DATASET EXTRACT →
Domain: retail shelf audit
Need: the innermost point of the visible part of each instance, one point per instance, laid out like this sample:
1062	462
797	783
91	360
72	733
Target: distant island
--
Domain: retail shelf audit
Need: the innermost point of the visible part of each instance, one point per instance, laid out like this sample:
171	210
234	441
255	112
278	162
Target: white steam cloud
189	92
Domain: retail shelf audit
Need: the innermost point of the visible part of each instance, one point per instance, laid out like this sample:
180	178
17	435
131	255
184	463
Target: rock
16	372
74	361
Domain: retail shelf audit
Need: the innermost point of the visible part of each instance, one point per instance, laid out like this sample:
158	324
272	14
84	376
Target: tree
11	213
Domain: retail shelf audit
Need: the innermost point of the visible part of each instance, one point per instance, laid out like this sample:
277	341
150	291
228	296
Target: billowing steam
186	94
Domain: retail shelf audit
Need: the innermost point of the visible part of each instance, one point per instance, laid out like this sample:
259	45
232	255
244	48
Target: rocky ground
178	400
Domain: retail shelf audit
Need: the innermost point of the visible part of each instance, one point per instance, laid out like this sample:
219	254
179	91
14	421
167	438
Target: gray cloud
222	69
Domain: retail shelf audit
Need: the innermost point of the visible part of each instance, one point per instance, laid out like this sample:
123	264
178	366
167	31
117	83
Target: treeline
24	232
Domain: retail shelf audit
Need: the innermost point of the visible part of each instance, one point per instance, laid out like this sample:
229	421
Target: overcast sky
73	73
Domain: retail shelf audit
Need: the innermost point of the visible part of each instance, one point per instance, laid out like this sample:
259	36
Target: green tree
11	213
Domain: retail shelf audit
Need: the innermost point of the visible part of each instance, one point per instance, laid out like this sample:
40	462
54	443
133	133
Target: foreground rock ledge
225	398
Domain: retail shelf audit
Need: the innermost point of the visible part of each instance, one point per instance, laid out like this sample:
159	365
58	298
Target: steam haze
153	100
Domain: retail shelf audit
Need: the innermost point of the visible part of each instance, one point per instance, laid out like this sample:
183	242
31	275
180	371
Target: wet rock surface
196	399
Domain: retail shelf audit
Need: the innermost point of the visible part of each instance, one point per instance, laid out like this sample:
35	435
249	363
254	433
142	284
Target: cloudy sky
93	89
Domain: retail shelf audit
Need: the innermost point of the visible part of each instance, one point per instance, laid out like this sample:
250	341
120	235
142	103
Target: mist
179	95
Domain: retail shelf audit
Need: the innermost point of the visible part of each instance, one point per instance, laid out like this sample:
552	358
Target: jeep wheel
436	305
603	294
* * *
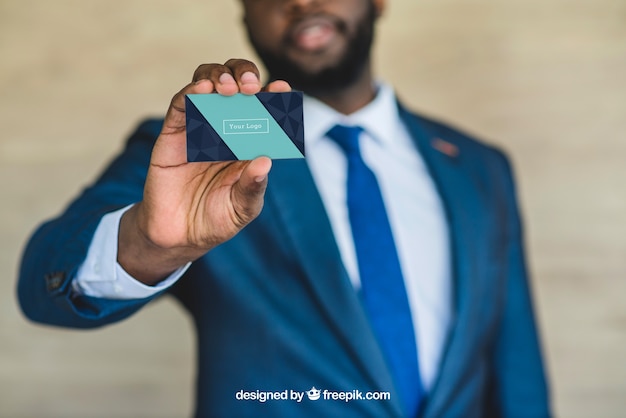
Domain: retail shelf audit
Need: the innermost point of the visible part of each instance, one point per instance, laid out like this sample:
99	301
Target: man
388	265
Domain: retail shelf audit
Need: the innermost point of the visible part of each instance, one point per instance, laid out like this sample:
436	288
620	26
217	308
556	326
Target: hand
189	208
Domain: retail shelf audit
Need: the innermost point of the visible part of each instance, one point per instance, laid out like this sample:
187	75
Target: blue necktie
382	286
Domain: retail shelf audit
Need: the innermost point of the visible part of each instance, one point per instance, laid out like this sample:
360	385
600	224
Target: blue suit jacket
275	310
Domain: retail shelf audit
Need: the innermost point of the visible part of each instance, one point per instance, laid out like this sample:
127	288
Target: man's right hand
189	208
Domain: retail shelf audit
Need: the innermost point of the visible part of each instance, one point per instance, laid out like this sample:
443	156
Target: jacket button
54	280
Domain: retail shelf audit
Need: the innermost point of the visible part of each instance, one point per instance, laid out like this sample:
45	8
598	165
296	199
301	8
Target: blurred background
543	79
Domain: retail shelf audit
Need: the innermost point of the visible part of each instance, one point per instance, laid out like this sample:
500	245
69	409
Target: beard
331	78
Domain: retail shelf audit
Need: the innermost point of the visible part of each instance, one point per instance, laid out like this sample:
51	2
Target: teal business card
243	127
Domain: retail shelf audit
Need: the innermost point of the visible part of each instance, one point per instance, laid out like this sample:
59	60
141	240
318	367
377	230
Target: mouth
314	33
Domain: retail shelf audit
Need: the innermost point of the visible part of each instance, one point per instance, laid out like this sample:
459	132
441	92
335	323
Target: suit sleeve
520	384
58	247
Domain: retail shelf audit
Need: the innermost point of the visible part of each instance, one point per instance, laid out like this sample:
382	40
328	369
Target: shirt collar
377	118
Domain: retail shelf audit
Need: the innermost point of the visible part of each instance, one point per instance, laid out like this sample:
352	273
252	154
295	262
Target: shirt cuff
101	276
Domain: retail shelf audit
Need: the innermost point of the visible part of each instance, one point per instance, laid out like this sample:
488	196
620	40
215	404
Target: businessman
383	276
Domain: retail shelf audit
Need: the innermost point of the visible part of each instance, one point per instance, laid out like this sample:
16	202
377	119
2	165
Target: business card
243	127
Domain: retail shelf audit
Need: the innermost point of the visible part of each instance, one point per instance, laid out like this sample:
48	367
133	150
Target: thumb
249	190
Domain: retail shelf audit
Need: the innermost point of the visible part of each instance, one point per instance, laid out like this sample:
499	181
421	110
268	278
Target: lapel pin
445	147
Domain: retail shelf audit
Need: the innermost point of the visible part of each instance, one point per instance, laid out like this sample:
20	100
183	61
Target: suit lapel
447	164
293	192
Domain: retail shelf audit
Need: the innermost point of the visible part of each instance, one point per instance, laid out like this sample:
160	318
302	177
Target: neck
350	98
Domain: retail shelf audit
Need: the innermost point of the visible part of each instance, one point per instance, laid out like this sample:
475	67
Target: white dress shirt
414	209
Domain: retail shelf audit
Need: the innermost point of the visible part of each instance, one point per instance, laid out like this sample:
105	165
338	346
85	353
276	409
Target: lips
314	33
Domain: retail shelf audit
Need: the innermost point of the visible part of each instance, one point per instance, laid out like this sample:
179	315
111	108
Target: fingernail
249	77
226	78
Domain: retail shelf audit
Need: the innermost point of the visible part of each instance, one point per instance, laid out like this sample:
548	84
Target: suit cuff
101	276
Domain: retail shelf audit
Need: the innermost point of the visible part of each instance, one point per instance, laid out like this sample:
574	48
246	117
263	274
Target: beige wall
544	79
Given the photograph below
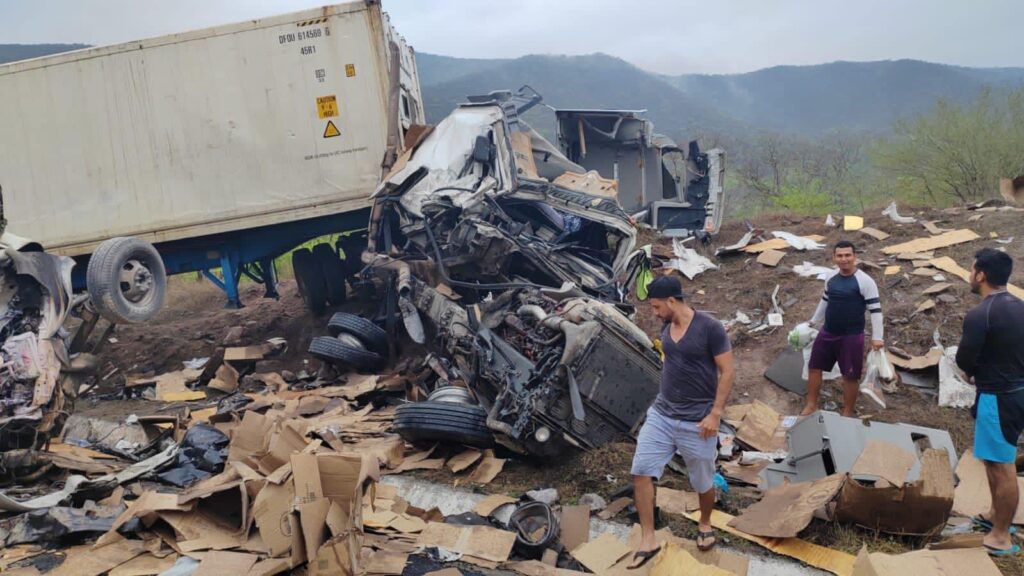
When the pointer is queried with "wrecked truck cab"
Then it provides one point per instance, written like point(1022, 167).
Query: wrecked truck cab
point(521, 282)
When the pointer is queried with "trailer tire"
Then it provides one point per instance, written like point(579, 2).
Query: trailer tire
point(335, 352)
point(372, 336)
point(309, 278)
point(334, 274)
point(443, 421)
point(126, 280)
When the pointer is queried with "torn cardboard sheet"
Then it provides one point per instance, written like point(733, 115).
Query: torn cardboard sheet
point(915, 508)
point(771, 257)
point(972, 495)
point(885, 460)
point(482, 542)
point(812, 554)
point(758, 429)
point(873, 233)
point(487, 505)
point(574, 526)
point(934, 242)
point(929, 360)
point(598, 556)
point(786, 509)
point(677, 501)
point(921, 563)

EXERCISE REQUIREMENTS →
For the entries above, please state how many lines contain the string "written"; give the number and nothing else.

EXERCISE OUTPUT →
3